Rede de Saúde descentralizada soma 1,3 milhão de atendimentos nos bairros

Balanço operacional aponta expansão da cobertura preventiva e implantação de ferramentas de triagem eletrônica nas unidades do município.

Redação Almanaque Futuro

O monitoramento dos serviços públicos de saúde em Foz do Iguaçu aponta para uma descentralização das consultas e procedimentos básicos nas diferentes regiões da cidade. Dados estatísticos consolidados ao longo dos últimos dezoito meses revelam que a rede de Atenção Primária à Saúde ultrapassou o volume de 1,3 milhão de atendimentos. Esse indicador abrange as consultas médicas gerais, acompanhamentos de enfermagem, curativos, coletas de exames laboratoriais e dispensação de medicamentos diretamente nas Unidades Básicas de Saúde (UBS) distribuídas pelas regiões Norte, Sul, Leste e Oeste do perímetro urbano, diminuindo a necessidade de deslocamento dos moradores até a região central.

Para além do volume de consultas presenciais, o fluxo de acolhimento passou por uma reestruturação técnica com a introdução da chamada linha de cuidado da saúde digital. O sistema consistiu na informatização dos prontuários e na adoção de ferramentas eletrônicas de triagem e agendamento. O objetivo da mudança, implementada de forma gradativa nas unidades de bairro, foi organizar o fluxo de pacientes, monitorar o tempo de espera nas salas de acolhimento e agilizar o encaminhamento interno para médicos especialistas na rede de média complexidade. A integração digital permite que o histórico clínico do paciente seja acessado em tempo real por diferentes profissionais da rede municipal.

A manutenção dessa estrutura capilarizada reflete diretamente nos índices de cobertura vacinal e no acompanhamento de pacientes crónicos dentro do perímetro urbano. O relatório de atividades indica que os programas de pré-natal, o controle de pacientes hipertensos e diabéticos, e a busca ativa por coberturas vacinais obrigatórias foram mantidos de forma regular através das equipas de Saúde da Família. A consolidação desses indicadores na base comunitária funciona como um mecanismo de contenção epidemiológica, regulando a demanda que chega até as Unidades de Pronto Atendimento (UPAs) de urgência e emergência e otimizando a ocupação dos leitos hospitalares para casos de maior gravidade.
──────────────────────────────
Complete o seguinte
(A) Reescreva a parte da reportagem sobre a rede de saúde, começando nas palavras "Rede de Saúde" e parando depois de "unidades do município.", mas troque "atendimentos" por "procedimentos".
(B) Segundo a reportagem sobre a rede de saúde, que volume de atendimentos a rede de Atenção Primária à Saúde ultrapassou?

Entradas de dados armazenadas
──────────────────────────────
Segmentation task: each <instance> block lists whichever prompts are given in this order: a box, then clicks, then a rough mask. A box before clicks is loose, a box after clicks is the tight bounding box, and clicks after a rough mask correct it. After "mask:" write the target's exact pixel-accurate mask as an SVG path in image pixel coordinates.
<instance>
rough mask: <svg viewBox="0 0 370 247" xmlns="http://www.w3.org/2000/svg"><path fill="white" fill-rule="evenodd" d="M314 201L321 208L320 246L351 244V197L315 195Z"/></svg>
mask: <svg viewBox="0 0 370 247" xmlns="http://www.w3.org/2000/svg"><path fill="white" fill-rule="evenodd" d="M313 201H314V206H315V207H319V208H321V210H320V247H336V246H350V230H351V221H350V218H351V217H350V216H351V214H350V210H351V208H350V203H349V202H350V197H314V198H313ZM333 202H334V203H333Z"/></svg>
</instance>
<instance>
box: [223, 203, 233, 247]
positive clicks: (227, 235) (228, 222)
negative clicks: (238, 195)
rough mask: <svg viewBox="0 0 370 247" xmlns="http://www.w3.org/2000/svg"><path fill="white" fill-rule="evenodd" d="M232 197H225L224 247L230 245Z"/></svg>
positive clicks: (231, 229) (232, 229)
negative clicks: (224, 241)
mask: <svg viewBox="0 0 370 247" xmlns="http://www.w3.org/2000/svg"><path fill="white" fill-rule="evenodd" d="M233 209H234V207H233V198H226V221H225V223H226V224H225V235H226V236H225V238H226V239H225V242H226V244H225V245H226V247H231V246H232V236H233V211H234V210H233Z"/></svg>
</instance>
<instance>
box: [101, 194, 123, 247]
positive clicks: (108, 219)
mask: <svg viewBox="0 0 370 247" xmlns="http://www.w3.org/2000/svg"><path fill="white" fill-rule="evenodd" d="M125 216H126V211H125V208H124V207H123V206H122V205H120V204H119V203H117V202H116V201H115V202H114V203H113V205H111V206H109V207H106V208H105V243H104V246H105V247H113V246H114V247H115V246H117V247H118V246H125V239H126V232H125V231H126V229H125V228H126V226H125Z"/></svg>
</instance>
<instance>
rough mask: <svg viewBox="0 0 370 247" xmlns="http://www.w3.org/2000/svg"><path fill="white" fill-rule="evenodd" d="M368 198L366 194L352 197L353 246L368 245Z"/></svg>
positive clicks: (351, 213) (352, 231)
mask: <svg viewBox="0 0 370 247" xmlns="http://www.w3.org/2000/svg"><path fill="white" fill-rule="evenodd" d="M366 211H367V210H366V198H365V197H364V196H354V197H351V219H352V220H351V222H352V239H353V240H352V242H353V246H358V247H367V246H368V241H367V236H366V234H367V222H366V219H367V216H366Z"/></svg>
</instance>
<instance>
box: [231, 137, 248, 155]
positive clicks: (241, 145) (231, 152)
──────────────────────────────
Respostas abaixo
(A)
Rede de Saúde descentralizada soma 1,3 milhão de procedimentos nos bairros

Balanço operacional aponta expansão da cobertura preventiva e implantação de ferramentas de triagem eletrônica nas unidades do município.

(B) 1,3 milhão de atendimentos.